--- START Recorded information ---
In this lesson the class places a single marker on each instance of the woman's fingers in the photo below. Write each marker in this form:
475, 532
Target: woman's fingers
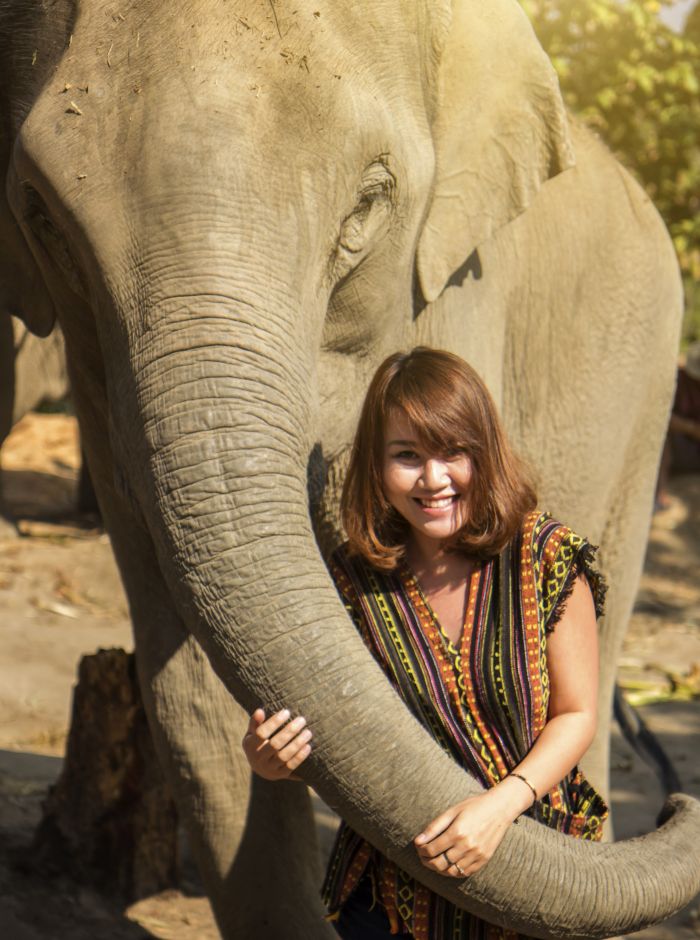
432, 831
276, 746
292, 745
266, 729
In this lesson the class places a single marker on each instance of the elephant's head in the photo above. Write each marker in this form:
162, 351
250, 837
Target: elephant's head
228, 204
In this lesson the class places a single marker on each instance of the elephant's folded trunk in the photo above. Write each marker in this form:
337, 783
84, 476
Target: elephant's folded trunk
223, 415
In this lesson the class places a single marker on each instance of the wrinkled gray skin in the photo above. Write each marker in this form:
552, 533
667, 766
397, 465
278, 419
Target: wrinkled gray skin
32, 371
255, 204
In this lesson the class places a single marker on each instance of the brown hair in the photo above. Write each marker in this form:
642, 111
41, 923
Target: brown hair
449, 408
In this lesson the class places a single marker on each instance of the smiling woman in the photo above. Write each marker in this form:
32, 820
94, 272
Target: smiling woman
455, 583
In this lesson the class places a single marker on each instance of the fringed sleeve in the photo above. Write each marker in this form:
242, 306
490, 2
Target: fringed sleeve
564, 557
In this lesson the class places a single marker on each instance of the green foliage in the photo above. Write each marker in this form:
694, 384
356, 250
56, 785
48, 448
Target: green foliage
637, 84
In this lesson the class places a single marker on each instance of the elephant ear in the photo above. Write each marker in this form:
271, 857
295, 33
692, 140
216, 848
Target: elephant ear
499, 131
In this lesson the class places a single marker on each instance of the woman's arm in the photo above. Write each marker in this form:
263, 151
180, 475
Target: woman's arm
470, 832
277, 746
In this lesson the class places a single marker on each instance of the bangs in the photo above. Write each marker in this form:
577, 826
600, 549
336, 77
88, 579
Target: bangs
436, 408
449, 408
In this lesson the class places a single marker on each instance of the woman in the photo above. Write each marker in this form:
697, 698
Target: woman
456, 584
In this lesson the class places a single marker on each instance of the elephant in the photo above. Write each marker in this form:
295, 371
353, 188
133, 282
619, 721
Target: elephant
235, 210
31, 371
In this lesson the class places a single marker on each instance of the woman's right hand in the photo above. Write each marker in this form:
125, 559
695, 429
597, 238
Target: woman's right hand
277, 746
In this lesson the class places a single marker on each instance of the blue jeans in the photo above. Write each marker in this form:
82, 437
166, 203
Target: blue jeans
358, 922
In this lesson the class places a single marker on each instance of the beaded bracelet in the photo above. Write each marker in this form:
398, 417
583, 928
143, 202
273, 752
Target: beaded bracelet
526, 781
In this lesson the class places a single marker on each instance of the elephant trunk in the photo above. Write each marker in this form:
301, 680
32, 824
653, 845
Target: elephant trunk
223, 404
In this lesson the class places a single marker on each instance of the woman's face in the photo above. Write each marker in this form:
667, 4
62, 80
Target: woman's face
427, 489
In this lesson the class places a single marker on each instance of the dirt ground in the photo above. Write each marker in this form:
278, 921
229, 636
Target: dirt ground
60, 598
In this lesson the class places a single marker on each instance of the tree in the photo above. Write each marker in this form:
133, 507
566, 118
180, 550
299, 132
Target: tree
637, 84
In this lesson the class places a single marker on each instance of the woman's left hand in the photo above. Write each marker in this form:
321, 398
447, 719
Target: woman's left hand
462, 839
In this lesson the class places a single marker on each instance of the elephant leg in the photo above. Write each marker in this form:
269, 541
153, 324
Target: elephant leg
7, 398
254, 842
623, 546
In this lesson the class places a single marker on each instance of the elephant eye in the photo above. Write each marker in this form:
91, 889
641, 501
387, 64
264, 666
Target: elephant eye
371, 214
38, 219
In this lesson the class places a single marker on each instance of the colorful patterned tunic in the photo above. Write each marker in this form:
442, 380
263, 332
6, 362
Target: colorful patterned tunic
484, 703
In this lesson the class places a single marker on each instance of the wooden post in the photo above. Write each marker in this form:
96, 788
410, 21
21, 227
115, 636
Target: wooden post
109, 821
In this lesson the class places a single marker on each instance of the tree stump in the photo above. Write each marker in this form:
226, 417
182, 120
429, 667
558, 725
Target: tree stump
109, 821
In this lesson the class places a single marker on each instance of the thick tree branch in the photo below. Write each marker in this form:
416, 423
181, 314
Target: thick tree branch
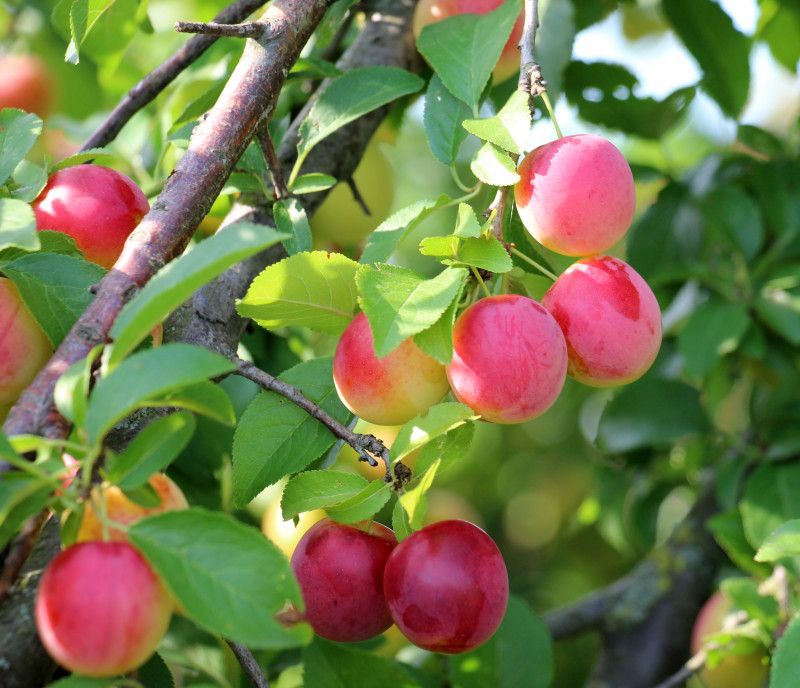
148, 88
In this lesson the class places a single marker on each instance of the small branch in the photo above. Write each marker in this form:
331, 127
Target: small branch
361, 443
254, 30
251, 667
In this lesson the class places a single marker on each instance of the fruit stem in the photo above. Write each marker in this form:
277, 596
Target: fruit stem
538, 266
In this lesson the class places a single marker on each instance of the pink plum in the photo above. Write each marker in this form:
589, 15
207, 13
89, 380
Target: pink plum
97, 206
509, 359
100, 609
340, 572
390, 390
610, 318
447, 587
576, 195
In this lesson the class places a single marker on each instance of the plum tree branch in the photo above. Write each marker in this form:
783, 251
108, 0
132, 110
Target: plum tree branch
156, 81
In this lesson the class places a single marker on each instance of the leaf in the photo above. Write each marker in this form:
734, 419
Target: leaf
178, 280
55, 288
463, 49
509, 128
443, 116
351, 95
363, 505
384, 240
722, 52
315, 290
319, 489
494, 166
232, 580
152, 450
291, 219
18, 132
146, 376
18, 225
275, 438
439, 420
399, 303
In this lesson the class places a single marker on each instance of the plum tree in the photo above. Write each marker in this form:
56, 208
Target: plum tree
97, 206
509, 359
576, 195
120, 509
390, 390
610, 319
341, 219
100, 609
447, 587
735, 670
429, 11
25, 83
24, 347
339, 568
--- END Recorded information ---
→ What is being asked
Can you output every line from the one containing "of the small" through the end of the entries as a JSON list of strings, one string per line, with blank lines left out?

→ Solution for this task
[
  "In this lesson the class places a single marker on each instance of the small branch in the photo above. Write each marker in this form:",
  "331, 127",
  "Target: small branch",
  "361, 443",
  "254, 30",
  "251, 667",
  "In this lesson the class places a single marker on each instance of the fruit stem in the photo above. Write each marker in this form:",
  "277, 596",
  "Target: fruit stem",
  "538, 266",
  "In this lesson the class places a single marker on each instance of the pink plum in the photo above. Write each marker in this form:",
  "589, 15",
  "207, 13",
  "89, 380",
  "Target: pink plum",
  "97, 206",
  "509, 359",
  "100, 609",
  "340, 572",
  "390, 390",
  "610, 318",
  "447, 587",
  "576, 195",
  "In this lesson the class places a single marker on each instance of the plum tree branch in the photo above. Write each marker in this form:",
  "783, 251",
  "108, 0",
  "132, 110",
  "Target: plum tree branch",
  "156, 81",
  "In this lesson the class places a single marker on each instance of the leaf in the photo above. Write each marker in this form:",
  "734, 419",
  "Target: leaf",
  "178, 280",
  "55, 288",
  "463, 49",
  "509, 128",
  "443, 116",
  "351, 95",
  "363, 505",
  "384, 240",
  "722, 52",
  "315, 290",
  "319, 489",
  "494, 166",
  "232, 580",
  "152, 450",
  "291, 219",
  "18, 132",
  "146, 376",
  "18, 225",
  "275, 438",
  "439, 420",
  "399, 303",
  "In this lesson the class places a single marker on each instance of the plum tree in the photo above. Write each marker in this form:",
  "56, 208",
  "Target: plum tree",
  "97, 206",
  "509, 359",
  "576, 195",
  "120, 509",
  "390, 390",
  "610, 319",
  "341, 219",
  "100, 609",
  "447, 587",
  "735, 670",
  "429, 11",
  "25, 83",
  "24, 347",
  "339, 568"
]